### Record excerpts
──────────────────────────────

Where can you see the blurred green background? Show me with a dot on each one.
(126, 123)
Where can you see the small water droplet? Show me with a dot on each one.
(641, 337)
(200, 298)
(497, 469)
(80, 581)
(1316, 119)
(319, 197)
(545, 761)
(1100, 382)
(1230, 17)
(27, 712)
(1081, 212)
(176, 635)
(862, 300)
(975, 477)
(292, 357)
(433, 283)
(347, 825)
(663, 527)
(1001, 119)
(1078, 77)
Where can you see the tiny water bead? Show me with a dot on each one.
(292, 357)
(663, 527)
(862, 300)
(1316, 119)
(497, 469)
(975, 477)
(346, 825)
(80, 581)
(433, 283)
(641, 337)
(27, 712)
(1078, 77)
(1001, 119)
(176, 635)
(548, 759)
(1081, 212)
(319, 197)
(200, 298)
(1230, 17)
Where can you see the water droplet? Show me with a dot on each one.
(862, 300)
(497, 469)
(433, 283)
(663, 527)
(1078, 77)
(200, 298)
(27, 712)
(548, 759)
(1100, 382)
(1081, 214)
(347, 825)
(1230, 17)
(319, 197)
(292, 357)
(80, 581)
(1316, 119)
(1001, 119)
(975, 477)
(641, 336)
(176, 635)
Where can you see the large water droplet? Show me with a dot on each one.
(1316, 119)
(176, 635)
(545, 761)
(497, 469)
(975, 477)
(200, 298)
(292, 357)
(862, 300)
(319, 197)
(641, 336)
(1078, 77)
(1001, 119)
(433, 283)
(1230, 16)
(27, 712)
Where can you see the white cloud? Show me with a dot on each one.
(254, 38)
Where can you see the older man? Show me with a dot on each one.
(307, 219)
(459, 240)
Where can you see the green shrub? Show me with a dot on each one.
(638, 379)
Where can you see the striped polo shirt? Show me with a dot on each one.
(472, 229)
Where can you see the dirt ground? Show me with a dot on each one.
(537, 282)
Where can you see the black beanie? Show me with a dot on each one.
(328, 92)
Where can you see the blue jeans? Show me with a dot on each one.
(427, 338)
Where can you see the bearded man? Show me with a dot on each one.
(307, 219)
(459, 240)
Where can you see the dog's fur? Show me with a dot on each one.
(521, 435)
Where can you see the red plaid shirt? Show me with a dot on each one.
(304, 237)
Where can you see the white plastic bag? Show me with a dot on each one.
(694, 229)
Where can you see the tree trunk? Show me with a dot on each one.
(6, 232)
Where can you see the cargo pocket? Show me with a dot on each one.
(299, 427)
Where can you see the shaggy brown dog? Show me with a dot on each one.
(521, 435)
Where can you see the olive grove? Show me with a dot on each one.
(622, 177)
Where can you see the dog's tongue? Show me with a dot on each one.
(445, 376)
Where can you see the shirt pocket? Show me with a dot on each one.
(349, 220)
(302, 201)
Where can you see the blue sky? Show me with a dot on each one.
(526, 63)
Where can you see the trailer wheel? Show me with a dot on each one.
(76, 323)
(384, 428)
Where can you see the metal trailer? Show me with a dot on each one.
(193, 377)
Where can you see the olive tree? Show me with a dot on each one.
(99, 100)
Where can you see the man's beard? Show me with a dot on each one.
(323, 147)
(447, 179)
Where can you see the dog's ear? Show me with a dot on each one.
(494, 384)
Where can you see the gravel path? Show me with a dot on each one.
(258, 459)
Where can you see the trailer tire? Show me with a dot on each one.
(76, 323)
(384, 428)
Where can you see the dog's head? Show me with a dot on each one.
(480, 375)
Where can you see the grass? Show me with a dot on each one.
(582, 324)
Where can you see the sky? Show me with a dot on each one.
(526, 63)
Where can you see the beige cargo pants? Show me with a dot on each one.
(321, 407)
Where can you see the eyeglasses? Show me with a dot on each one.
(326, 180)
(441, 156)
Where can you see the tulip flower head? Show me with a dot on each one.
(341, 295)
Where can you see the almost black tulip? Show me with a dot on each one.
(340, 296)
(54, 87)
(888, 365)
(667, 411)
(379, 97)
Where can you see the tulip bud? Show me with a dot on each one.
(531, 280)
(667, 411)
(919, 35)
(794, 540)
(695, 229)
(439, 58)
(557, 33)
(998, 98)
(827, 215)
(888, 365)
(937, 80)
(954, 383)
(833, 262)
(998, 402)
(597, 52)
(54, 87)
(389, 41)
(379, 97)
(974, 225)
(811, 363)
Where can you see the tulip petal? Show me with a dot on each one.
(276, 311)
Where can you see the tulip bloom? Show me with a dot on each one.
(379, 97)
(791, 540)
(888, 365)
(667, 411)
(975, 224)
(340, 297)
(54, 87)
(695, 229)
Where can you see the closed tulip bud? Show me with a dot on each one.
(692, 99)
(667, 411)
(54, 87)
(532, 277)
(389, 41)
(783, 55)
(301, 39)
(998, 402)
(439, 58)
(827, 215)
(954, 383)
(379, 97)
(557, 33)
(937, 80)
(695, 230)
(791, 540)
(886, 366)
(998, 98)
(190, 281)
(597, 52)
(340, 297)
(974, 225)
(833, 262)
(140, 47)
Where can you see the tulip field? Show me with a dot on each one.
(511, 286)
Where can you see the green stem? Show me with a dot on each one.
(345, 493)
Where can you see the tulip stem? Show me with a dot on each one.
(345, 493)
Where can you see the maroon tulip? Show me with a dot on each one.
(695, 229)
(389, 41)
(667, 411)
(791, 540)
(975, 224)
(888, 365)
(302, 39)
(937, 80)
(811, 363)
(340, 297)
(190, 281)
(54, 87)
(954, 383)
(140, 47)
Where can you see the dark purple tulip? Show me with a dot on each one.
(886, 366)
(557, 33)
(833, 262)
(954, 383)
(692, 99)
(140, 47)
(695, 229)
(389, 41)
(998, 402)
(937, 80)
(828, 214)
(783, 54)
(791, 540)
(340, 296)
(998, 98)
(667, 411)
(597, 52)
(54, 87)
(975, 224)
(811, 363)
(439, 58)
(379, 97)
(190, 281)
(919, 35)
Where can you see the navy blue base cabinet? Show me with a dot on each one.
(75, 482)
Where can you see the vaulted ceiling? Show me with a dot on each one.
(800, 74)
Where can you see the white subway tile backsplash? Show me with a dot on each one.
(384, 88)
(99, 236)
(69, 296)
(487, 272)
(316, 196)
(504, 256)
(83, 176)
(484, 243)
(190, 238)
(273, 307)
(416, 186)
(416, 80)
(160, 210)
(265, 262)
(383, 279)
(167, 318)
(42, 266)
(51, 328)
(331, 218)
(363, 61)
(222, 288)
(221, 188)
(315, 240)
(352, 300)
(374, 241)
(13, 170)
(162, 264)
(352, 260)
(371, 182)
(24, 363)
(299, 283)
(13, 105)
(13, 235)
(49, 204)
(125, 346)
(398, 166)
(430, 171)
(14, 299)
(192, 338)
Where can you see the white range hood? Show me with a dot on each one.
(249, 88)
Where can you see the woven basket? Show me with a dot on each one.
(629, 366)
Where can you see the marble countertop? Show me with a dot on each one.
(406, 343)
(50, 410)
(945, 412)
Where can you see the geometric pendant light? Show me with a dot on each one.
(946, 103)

──────────────────────────────

### What is being asked
Set down all of the records shown above once more, exactly.

### Written answer
Where can you see the blurred green background? Show me with a dot on each one.
(126, 123)
Where can you see the small water droplet? Show me with a dot on each one.
(641, 337)
(200, 298)
(497, 469)
(80, 581)
(1316, 119)
(319, 197)
(545, 761)
(1100, 382)
(1230, 17)
(27, 712)
(1081, 212)
(176, 635)
(862, 300)
(975, 477)
(292, 357)
(433, 283)
(347, 825)
(663, 527)
(1001, 119)
(1078, 77)
Where can you see the tiny water bead? Show me with a dot on each one.
(292, 357)
(663, 527)
(862, 300)
(1316, 119)
(497, 469)
(975, 477)
(346, 825)
(80, 581)
(433, 283)
(641, 337)
(27, 712)
(1078, 77)
(1001, 119)
(176, 635)
(548, 759)
(1081, 212)
(319, 197)
(200, 298)
(1230, 17)
Where can you see the water droplet? Show me with a dot on each one.
(862, 300)
(497, 469)
(433, 283)
(663, 527)
(1078, 77)
(200, 298)
(27, 712)
(548, 759)
(1100, 382)
(1081, 214)
(347, 825)
(1230, 17)
(319, 197)
(292, 357)
(80, 581)
(1316, 119)
(1001, 119)
(975, 477)
(641, 336)
(176, 635)
Where can you see the large water droplet? Show me with a dot on each one.
(1316, 119)
(176, 635)
(545, 761)
(497, 469)
(975, 477)
(200, 298)
(292, 357)
(862, 300)
(319, 197)
(641, 336)
(1078, 77)
(1001, 119)
(433, 283)
(1230, 16)
(27, 712)
Where can you see the white cloud? Show me with a dot on each one.
(254, 38)
Where can you see the older man? Show me with a dot on each one.
(307, 219)
(459, 240)
Where can you see the green shrub? Show me with a dot on each one.
(638, 379)
Where can you see the striped polo shirt? Show me with a dot on each one.
(472, 229)
Where can you see the dirt ground? Show me with a dot on each one.
(537, 282)
Where can you see the black beanie? Show me with a dot on each one.
(328, 92)
Where can you see the blue jeans? Show me with a dot on each one.
(427, 338)
Where can you see the bearded man? Show me with a dot on each one.
(307, 219)
(459, 240)
Where can you see the dog's fur? Show me with a dot on each one.
(521, 435)
Where can you see the red plaid shirt? Show me with a dot on each one.
(304, 237)
Where can you see the white plastic bag? Show me with a dot on each one.
(694, 229)
Where can you see the tree trunk? Show me with a dot on each one.
(6, 232)
Where can you see the cargo pocket? Show me with a dot on each one.
(299, 427)
Where can you see the shaggy brown dog? Show me with a dot on each one.
(521, 435)
Where can you see the olive grove? Show me with a dot on each one.
(622, 177)
Where can you see the dog's tongue? Show me with a dot on each one.
(445, 376)
Where can you see the shirt pocket? Show me with a dot on each one.
(349, 220)
(302, 201)
Where can you see the blue sky? Show me with a dot on each one.
(526, 63)
Where can you see the trailer wheel? Show me with a dot on each one.
(76, 323)
(384, 428)
Where can you see the metal trailer? Show me with a dot on each one.
(193, 377)
Where can you see the olive tree? Show me with a dot on each one.
(99, 100)
Where can you see the man's beard? Show me with a dot on each one.
(323, 147)
(447, 179)
Where can you see the dog's ear? Show me with a dot on each one.
(494, 384)
Where can you see the gravel path? Show me with a dot on each one.
(258, 459)
Where can you see the trailer tire? Show me with a dot on each one.
(76, 323)
(384, 428)
Where can you see the dog's head? Show me with a dot on each one.
(480, 375)
Where can you see the grass? Show me with a dot on each one.
(582, 324)
Where can you see the sky? Show me with a dot on each one.
(526, 63)
Where can you see the beige cargo pants? Show me with a dot on each one.
(321, 407)
Where can you see the eyeglasses? Show me with a dot on each one.
(326, 180)
(441, 156)
Where can you see the tulip flower head? Show me with a dot on each one.
(341, 295)
Where can you see the almost black tulip? Show me with a dot on each one.
(340, 296)
(54, 87)
(888, 365)
(667, 411)
(379, 97)
Where can you see the tulip bud? Show me with a dot on each one.
(531, 280)
(667, 411)
(919, 35)
(794, 540)
(695, 229)
(439, 58)
(557, 33)
(998, 98)
(827, 215)
(888, 365)
(937, 80)
(954, 383)
(833, 262)
(998, 402)
(597, 52)
(54, 87)
(389, 41)
(379, 97)
(974, 225)
(811, 363)
Where can you see the tulip petal? Show me with a dot on each one.
(276, 311)
Where can you see the tulip bloom? Show me with a dot on each one.
(379, 97)
(791, 540)
(888, 365)
(667, 411)
(975, 224)
(340, 297)
(54, 87)
(695, 229)
Where can you see the closed tulip bud? Show me with a dot on each one.
(692, 99)
(667, 411)
(54, 87)
(532, 277)
(389, 41)
(783, 55)
(301, 39)
(998, 402)
(439, 58)
(827, 215)
(954, 383)
(379, 97)
(557, 33)
(937, 80)
(695, 230)
(791, 540)
(886, 366)
(998, 98)
(190, 281)
(597, 52)
(340, 297)
(974, 225)
(833, 262)
(140, 47)
Where can you see the tulip field? Show me with a dot on each one.
(511, 286)
Where can you see the green stem? Show me with a dot on each one.
(345, 493)
Where can you see the tulip stem? Show me with a dot on each one.
(345, 493)
Where can you see the maroon tulip? Show me with a dot on each one.
(695, 229)
(389, 41)
(667, 411)
(791, 540)
(975, 224)
(888, 365)
(302, 39)
(937, 80)
(811, 363)
(340, 297)
(190, 281)
(54, 87)
(954, 383)
(140, 47)
Where can you see the dark purple tulip? Show me with a dot on each one.
(886, 366)
(557, 33)
(833, 262)
(954, 383)
(692, 99)
(140, 47)
(695, 229)
(389, 41)
(998, 402)
(937, 80)
(828, 214)
(783, 54)
(791, 540)
(340, 296)
(998, 98)
(667, 411)
(597, 52)
(54, 87)
(975, 224)
(811, 363)
(439, 58)
(379, 97)
(190, 281)
(919, 35)
Where can you see the navy blue base cabinet? Show me with a dot on each one.
(75, 482)
Where can you see the vaulted ceiling? Show me with a dot on each one.
(800, 74)
Where can you see the white subway tile backsplash? Show me with a dot on each one.
(384, 88)
(99, 236)
(69, 296)
(487, 272)
(316, 196)
(504, 256)
(83, 176)
(484, 243)
(190, 238)
(273, 307)
(416, 186)
(416, 80)
(160, 210)
(265, 262)
(383, 279)
(167, 318)
(42, 266)
(51, 328)
(331, 218)
(363, 61)
(222, 288)
(221, 188)
(315, 240)
(352, 300)
(374, 241)
(13, 170)
(162, 264)
(352, 260)
(371, 182)
(24, 363)
(299, 283)
(13, 105)
(13, 235)
(49, 204)
(125, 346)
(398, 166)
(430, 171)
(14, 299)
(192, 338)
Where can you see the white range hood? Show me with a dot on each one.
(249, 88)
Where can you see the woven basket? Show me with a dot on each one.
(629, 366)
Where can you see the marble countertop? Show me with a dot on each one.
(406, 343)
(50, 410)
(945, 412)
Where can you see the geometric pendant light? Show me with a dot on each one.
(946, 103)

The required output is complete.